(Stored items from a collection)
#####
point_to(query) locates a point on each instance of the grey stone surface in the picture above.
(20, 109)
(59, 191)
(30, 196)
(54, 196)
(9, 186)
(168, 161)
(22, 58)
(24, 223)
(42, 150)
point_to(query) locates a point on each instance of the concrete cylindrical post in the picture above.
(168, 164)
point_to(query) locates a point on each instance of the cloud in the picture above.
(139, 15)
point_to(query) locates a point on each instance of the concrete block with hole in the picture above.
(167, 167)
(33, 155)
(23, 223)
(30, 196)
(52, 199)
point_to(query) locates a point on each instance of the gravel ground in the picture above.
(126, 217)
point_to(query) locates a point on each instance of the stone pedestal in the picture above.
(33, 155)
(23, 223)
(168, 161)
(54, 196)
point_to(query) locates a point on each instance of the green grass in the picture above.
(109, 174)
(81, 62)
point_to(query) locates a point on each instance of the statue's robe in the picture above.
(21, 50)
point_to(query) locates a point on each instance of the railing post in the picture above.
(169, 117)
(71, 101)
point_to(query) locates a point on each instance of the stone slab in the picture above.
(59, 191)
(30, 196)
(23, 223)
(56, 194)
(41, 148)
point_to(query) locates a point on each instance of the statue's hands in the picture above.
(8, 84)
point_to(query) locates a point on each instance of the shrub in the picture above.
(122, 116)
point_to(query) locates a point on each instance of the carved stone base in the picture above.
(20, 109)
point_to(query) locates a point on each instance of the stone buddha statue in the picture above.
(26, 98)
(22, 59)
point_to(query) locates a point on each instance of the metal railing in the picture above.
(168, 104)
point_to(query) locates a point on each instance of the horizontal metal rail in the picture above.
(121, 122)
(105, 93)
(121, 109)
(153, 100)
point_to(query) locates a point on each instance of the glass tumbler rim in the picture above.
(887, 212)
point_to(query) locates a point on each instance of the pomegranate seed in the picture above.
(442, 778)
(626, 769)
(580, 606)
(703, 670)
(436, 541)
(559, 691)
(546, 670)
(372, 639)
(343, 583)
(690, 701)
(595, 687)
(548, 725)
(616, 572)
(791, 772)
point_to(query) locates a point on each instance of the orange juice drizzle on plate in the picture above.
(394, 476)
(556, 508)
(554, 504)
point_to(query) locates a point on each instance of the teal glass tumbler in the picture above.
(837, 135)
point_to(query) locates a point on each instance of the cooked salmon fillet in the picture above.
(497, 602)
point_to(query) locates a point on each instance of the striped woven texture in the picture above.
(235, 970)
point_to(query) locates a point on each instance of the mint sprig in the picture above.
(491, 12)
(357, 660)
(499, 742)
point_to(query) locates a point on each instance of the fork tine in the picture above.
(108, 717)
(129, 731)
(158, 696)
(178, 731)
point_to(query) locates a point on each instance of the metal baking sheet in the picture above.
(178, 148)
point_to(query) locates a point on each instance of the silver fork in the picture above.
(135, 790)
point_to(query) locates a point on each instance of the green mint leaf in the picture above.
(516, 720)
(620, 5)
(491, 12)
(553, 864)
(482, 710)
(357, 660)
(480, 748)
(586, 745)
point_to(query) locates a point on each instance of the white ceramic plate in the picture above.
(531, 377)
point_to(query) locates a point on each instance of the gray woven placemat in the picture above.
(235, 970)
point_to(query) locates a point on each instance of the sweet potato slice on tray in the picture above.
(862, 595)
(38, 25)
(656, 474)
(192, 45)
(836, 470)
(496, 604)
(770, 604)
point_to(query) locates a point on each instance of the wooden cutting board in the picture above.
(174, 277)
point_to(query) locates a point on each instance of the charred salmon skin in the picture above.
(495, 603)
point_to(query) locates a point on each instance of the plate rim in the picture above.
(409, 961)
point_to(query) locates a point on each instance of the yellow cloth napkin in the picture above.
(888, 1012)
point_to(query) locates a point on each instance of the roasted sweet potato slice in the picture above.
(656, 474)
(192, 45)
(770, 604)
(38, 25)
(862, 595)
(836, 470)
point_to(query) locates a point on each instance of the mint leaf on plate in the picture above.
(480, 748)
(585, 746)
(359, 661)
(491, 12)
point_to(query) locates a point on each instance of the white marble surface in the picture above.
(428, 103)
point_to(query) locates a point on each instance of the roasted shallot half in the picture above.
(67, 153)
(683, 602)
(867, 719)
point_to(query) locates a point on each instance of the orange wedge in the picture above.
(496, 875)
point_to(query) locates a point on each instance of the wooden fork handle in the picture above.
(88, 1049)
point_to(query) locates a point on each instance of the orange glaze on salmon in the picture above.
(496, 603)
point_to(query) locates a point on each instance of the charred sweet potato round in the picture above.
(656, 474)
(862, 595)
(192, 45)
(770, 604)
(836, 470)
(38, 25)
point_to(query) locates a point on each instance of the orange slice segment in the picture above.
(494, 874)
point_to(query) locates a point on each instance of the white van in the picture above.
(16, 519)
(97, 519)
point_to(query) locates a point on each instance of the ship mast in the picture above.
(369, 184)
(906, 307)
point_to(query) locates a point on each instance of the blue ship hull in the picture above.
#####
__WORK INSTRUCTIONS__.
An exact copy of every record is required here.

__RESPONSE AREA__.
point_to(query) locates a point on each instance of the grey stone surface in the picture above.
(20, 109)
(59, 191)
(30, 196)
(54, 196)
(9, 186)
(168, 161)
(22, 58)
(24, 223)
(42, 150)
point_to(query) locates a point on each instance of the concrete cylindrical post in the picture above.
(168, 164)
point_to(query) locates a point on each instance of the cloud in the picture above.
(139, 15)
point_to(query) locates a point on each instance of the concrete block with hole in the picture above.
(167, 167)
(33, 155)
(23, 223)
(30, 196)
(52, 199)
point_to(query) locates a point on each instance of the gravel ground in the picture above.
(126, 217)
point_to(query) locates a point on each instance of the stone pedestal in the picture above.
(33, 155)
(23, 223)
(168, 161)
(54, 196)
point_to(query) locates a point on each instance of the green grass in the picture above.
(109, 174)
(81, 62)
point_to(query) locates a point on each instance of the statue's robe in the picture above.
(21, 50)
point_to(query) locates a point on each instance of the railing post in the picture above.
(169, 117)
(71, 101)
point_to(query) locates a point on each instance of the stone slab in the picture above.
(59, 191)
(30, 196)
(23, 223)
(56, 194)
(41, 148)
point_to(query) locates a point on each instance of the statue's hands in the picture above.
(8, 84)
point_to(query) locates a point on each instance of the shrub in the picture above.
(122, 116)
point_to(query) locates a point on each instance of the carved stone base in the picture above.
(20, 109)
point_to(query) locates a point on each instance of the stone buddha statue in the picture above.
(26, 98)
(22, 59)
point_to(query) locates a point on each instance of the metal railing in the picture above.
(168, 104)
point_to(query) locates a point on each instance of the horizontal metal rail in the picture above.
(121, 122)
(105, 93)
(121, 109)
(153, 100)
point_to(query) locates a point on each instance of the glass tumbler rim in the picture above.
(887, 212)
point_to(query) locates a point on each instance of the pomegranate seed in the picture above.
(442, 778)
(626, 769)
(580, 606)
(703, 670)
(436, 541)
(559, 691)
(546, 670)
(372, 639)
(343, 583)
(690, 701)
(595, 687)
(548, 725)
(616, 572)
(791, 772)
point_to(query) locates a point on each instance of the orange juice drizzle on plate in the picture above.
(394, 476)
(556, 508)
(554, 504)
point_to(query) locates a point on each instance of the teal glass tumbler in the picture above.
(837, 135)
point_to(query) locates a point on each instance of the cooked salmon fillet in the picture above.
(497, 602)
point_to(query) locates a point on each instance of the striped woven texture in the picture above.
(235, 970)
point_to(query) locates a point on each instance of the mint sprig in the picture above.
(491, 12)
(357, 660)
(499, 742)
point_to(query) locates a point on each instance of the fork tine in the picture above.
(108, 717)
(129, 731)
(158, 696)
(178, 731)
point_to(query) locates a point on each instance of the metal baking sheet in the picture above.
(178, 148)
point_to(query) locates a point on each instance of the silver fork in the picture above.
(135, 790)
point_to(query) locates a point on each instance of the green mint leaf in the picture above.
(516, 720)
(620, 5)
(491, 12)
(553, 864)
(482, 710)
(357, 660)
(480, 748)
(586, 745)
point_to(query) locates a point on each instance of the white ceramic plate in the picture above.
(531, 377)
point_to(query) locates a point on each instance of the gray woven placemat in the picture above.
(235, 970)
point_to(query) locates a point on each instance of the sweet potato slice on tray in the picture above.
(862, 595)
(38, 25)
(656, 474)
(192, 45)
(836, 470)
(496, 604)
(770, 604)
point_to(query) locates a point on each instance of the wooden cutting board in the picture above.
(174, 277)
point_to(query) locates a point on each instance of the charred salmon skin in the picture above.
(495, 603)
point_to(query) locates a point on each instance of the plate rim in the picture above.
(409, 961)
point_to(query) locates a point on each instance of the yellow cloth napkin in the picture above.
(888, 1012)
point_to(query) locates a point on each instance of the roasted sweet potato slice in the picture above.
(656, 474)
(192, 45)
(770, 604)
(38, 25)
(862, 595)
(836, 470)
point_to(query) locates a point on each instance of the mint leaf on plate in the picture above.
(480, 748)
(585, 746)
(359, 661)
(491, 12)
point_to(query) locates a point on each instance of the white marble surface in the picture above.
(428, 103)
point_to(query) locates a point on each instance of the roasted shallot half in the picture above.
(67, 153)
(683, 602)
(867, 719)
point_to(query) locates a point on each instance of the orange wedge in the picture above.
(496, 875)
point_to(query) locates a point on each instance of the wooden fork handle in the picture above.
(88, 1049)
point_to(query) locates a point on each instance of the orange glaze on salmon in the picture above.
(496, 603)
point_to(query) locates a point on each instance of the charred sweet potato round in the picture above.
(656, 474)
(862, 595)
(192, 45)
(770, 604)
(836, 470)
(38, 25)
point_to(query) locates a point on each instance of the orange slice segment in the picture above.
(494, 874)
point_to(query) locates a point on each instance of the white van in the picture above.
(16, 519)
(97, 519)
point_to(query) locates a point on each instance of the ship mast in the picture above.
(369, 184)
(906, 307)
point_to(query) locates a point on each instance of the blue ship hull in the picture above.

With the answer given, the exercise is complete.